### Task to complete:
Each line in the records that mentions the word "shaggy" needs to be listed.

### The data:
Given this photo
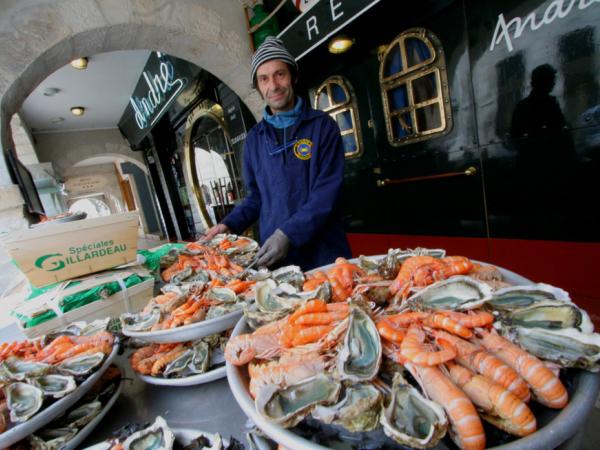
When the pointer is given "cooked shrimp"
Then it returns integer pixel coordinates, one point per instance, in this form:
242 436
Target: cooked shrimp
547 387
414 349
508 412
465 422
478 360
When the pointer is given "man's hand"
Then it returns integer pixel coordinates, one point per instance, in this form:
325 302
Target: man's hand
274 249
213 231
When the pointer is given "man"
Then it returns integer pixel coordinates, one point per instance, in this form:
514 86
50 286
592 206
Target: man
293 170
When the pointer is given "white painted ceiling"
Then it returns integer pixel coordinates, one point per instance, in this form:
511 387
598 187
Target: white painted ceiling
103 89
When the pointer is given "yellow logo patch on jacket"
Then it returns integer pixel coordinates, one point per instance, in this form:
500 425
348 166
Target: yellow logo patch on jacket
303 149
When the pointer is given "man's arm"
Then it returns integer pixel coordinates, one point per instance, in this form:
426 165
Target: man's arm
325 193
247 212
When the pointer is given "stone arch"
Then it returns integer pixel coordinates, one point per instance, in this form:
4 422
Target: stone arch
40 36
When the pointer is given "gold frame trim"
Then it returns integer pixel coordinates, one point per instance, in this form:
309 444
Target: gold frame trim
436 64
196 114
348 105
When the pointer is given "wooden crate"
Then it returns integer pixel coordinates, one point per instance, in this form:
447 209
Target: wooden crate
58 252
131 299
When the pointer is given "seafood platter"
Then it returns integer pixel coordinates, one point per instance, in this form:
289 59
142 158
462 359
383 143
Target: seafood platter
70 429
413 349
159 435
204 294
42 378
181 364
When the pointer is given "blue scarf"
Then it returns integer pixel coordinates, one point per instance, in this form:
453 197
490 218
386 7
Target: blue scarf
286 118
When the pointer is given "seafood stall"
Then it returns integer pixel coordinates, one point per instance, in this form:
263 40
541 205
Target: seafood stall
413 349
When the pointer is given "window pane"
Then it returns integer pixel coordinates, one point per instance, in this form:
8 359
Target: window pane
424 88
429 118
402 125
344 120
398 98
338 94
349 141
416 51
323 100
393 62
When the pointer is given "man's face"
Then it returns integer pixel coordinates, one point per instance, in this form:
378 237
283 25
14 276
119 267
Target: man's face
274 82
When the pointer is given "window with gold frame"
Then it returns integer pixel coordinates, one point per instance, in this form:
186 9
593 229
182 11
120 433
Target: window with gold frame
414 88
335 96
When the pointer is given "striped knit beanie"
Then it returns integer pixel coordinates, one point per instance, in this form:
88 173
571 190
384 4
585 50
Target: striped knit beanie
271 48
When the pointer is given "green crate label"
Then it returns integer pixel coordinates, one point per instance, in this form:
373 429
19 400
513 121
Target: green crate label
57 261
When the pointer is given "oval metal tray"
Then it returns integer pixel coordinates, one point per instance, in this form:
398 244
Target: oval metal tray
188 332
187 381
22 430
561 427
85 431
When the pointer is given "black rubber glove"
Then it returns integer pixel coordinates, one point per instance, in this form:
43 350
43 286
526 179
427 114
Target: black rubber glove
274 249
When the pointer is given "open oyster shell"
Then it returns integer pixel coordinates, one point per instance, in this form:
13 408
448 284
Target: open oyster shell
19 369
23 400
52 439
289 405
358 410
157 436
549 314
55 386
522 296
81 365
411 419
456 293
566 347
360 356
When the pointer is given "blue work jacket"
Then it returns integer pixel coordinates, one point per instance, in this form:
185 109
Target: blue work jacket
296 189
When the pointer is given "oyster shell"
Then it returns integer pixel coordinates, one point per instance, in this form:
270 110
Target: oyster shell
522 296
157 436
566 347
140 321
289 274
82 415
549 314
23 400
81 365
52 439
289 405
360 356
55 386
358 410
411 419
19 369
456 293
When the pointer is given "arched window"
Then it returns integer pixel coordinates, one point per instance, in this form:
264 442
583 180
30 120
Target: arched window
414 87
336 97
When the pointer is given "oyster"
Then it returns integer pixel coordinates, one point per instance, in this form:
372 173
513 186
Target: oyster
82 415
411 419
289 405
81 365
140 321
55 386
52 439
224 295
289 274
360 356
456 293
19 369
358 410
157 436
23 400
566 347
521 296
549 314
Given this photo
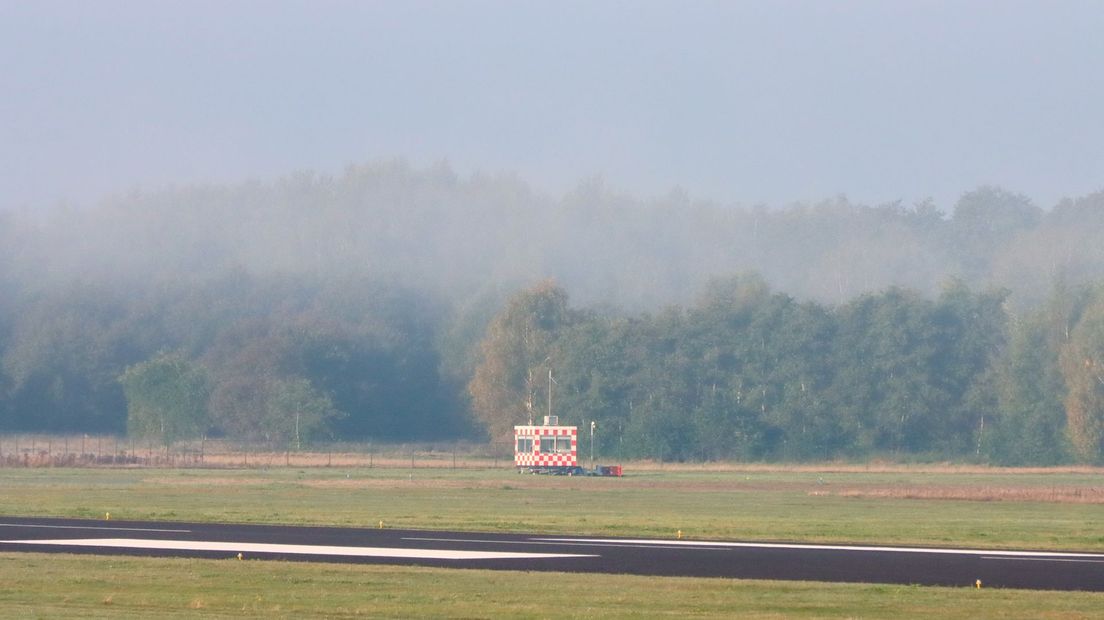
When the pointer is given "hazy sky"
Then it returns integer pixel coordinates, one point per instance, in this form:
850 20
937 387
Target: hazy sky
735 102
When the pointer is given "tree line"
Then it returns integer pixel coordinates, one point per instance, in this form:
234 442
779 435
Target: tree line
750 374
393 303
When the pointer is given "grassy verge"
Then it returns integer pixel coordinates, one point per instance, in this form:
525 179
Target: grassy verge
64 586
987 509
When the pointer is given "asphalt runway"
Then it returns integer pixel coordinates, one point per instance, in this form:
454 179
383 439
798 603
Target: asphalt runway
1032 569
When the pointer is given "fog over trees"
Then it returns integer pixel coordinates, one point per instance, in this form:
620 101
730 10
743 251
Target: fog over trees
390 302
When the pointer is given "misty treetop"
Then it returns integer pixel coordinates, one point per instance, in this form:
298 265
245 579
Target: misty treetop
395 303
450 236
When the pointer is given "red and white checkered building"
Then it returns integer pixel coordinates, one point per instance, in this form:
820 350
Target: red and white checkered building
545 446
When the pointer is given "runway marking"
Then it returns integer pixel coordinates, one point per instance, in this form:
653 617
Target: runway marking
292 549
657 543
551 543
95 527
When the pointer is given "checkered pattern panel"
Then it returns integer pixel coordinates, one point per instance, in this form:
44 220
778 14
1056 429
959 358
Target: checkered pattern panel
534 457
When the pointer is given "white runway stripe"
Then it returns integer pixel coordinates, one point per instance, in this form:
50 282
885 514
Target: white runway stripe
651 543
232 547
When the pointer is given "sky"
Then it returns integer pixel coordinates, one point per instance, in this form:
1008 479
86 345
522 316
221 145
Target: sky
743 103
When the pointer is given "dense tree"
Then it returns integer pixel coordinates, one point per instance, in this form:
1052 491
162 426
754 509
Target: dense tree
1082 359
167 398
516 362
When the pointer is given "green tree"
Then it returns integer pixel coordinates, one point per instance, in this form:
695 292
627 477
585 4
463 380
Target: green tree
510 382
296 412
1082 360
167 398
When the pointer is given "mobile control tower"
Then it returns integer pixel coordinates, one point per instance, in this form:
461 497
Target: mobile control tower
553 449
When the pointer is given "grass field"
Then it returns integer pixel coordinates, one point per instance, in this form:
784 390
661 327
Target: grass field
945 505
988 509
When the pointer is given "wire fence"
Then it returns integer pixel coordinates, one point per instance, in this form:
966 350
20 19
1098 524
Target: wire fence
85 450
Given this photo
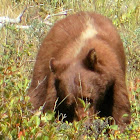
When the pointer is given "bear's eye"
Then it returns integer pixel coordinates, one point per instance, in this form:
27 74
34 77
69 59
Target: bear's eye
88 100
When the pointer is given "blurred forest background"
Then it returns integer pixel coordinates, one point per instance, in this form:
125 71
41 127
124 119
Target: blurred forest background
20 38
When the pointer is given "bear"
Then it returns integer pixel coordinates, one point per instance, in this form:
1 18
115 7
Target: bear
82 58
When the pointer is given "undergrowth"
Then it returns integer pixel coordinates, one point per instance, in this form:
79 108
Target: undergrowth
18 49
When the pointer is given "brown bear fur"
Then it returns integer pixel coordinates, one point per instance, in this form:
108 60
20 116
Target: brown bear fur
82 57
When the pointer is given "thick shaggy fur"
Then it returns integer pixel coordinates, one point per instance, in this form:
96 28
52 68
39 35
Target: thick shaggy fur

### Exercise output:
When the pointer is given "thick shaggy fur"
Target: thick shaggy fur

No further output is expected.